To do: Below are some entries. Work out how many of their lines hold the word "wall", and write that number alone.

Stored items from a collection:

Segment Open

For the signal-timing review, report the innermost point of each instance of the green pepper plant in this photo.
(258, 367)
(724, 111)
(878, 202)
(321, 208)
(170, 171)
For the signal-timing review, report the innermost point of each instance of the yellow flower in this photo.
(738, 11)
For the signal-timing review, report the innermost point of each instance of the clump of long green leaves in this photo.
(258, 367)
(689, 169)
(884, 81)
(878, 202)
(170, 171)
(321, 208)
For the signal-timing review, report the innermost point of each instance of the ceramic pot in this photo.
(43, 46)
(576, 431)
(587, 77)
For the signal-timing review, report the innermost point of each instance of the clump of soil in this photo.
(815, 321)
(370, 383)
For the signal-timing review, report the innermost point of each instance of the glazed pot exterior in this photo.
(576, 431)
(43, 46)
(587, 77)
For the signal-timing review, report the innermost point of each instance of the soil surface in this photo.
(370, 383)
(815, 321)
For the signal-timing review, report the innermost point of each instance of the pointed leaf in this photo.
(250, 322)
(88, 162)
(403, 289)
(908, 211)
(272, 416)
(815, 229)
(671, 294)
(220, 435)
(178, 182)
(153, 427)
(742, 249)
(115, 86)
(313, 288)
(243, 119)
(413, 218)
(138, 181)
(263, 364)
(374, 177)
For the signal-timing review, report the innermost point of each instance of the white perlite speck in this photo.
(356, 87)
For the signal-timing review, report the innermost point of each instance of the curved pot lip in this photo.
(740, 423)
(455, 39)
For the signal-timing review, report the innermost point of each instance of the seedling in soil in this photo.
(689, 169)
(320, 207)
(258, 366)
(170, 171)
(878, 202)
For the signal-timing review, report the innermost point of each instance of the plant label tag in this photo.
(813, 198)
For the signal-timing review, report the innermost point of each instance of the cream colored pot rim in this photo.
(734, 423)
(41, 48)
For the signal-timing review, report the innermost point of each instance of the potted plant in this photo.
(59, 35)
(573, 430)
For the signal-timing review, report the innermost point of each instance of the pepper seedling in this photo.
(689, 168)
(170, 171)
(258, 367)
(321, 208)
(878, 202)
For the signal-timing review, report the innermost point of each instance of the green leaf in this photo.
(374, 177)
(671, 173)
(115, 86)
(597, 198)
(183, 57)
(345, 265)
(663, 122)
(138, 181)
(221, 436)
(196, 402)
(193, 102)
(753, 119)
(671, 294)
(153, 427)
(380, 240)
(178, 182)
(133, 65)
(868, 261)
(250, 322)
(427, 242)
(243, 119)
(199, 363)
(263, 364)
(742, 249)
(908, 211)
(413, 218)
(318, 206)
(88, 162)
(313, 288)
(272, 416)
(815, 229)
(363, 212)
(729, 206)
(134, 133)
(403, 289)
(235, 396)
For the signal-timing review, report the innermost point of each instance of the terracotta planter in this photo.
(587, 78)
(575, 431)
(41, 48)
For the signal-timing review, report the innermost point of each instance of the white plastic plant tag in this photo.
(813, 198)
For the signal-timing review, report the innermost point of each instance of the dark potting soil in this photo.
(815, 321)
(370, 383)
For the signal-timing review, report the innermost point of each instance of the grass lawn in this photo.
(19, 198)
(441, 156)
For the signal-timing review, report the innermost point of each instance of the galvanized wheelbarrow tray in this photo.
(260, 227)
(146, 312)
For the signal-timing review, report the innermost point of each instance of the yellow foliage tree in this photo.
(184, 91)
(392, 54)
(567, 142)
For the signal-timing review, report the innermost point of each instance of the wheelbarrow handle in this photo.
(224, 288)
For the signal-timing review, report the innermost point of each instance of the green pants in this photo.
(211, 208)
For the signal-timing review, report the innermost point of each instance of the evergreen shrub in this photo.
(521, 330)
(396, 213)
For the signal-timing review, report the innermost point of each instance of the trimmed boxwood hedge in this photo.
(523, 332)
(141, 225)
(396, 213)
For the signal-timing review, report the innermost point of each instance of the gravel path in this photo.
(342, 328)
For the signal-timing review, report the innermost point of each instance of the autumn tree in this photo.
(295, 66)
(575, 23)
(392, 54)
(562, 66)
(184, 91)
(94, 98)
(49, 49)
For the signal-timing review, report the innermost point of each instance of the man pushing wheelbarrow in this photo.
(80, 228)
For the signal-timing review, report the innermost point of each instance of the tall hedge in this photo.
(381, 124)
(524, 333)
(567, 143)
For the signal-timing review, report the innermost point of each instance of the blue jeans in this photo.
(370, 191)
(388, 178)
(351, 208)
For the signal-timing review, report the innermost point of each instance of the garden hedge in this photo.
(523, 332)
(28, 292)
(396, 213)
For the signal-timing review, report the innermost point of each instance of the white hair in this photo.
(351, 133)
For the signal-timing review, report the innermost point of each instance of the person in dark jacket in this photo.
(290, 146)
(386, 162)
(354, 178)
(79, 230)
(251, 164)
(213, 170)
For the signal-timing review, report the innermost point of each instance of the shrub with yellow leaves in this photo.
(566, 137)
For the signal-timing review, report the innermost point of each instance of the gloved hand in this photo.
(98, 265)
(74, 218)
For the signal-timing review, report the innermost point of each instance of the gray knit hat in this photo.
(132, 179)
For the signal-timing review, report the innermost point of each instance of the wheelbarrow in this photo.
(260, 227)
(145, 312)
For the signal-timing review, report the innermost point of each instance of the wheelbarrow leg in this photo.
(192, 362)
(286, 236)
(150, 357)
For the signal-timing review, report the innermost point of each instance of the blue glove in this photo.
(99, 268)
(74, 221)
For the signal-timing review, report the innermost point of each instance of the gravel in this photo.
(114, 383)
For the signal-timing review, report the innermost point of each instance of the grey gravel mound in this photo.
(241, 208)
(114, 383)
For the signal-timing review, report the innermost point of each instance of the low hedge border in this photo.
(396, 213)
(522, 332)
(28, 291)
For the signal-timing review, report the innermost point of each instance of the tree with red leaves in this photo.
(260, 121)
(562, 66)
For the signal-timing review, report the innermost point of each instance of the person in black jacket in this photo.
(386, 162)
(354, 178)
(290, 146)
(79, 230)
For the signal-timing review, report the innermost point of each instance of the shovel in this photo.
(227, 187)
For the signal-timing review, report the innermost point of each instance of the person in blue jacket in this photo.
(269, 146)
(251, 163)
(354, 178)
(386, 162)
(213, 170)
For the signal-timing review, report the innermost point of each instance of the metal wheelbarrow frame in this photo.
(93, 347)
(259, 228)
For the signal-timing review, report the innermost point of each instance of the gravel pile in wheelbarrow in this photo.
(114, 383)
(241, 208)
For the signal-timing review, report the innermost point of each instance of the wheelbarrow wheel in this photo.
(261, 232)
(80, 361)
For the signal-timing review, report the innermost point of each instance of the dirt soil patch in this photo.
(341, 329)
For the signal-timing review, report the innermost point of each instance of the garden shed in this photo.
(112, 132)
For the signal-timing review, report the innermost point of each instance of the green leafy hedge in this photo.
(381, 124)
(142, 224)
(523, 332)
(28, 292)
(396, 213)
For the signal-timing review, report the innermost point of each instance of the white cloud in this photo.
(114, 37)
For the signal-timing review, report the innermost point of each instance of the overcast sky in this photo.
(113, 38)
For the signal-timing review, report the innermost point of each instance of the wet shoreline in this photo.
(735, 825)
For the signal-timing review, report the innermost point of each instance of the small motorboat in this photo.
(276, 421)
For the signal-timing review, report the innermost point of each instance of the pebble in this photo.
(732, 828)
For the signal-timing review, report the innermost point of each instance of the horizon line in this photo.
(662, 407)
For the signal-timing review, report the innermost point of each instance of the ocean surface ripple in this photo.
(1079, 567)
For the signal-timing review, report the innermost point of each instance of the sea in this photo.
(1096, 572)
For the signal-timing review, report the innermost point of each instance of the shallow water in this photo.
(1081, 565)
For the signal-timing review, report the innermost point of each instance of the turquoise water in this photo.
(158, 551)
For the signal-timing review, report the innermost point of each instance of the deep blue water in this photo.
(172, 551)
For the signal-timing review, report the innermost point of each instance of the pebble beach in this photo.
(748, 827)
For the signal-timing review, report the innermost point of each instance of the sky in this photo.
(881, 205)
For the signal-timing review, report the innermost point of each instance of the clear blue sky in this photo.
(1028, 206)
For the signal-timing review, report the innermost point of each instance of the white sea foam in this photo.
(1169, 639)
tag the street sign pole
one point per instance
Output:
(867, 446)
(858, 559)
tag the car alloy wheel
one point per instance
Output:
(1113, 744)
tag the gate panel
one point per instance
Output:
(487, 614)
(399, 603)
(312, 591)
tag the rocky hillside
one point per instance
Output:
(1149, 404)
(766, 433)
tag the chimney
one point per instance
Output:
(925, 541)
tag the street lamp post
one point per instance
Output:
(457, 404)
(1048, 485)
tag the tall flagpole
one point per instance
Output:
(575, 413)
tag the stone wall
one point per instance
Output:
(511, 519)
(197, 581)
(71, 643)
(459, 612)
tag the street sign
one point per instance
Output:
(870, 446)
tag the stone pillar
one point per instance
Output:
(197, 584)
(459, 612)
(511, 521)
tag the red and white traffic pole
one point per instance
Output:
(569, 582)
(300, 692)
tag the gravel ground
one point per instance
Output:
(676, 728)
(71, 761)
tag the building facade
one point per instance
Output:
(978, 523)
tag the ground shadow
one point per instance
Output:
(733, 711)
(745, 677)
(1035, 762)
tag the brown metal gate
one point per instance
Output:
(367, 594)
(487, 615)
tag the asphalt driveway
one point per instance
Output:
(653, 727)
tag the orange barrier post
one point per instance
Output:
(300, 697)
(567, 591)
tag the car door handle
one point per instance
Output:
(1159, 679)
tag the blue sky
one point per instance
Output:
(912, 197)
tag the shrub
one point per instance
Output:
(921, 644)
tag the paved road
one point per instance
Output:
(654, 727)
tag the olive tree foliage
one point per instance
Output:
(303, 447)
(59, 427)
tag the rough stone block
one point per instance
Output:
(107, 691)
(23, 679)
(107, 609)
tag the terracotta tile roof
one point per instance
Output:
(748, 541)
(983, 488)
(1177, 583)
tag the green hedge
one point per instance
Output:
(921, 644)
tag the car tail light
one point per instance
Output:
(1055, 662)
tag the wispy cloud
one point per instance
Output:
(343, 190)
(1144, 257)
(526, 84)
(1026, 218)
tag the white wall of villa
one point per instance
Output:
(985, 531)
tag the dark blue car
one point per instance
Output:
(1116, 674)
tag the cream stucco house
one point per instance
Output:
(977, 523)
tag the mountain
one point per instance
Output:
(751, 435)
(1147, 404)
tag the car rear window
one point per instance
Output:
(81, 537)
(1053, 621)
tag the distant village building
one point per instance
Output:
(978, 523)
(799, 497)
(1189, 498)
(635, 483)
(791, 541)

Segment Closed

Written response: 2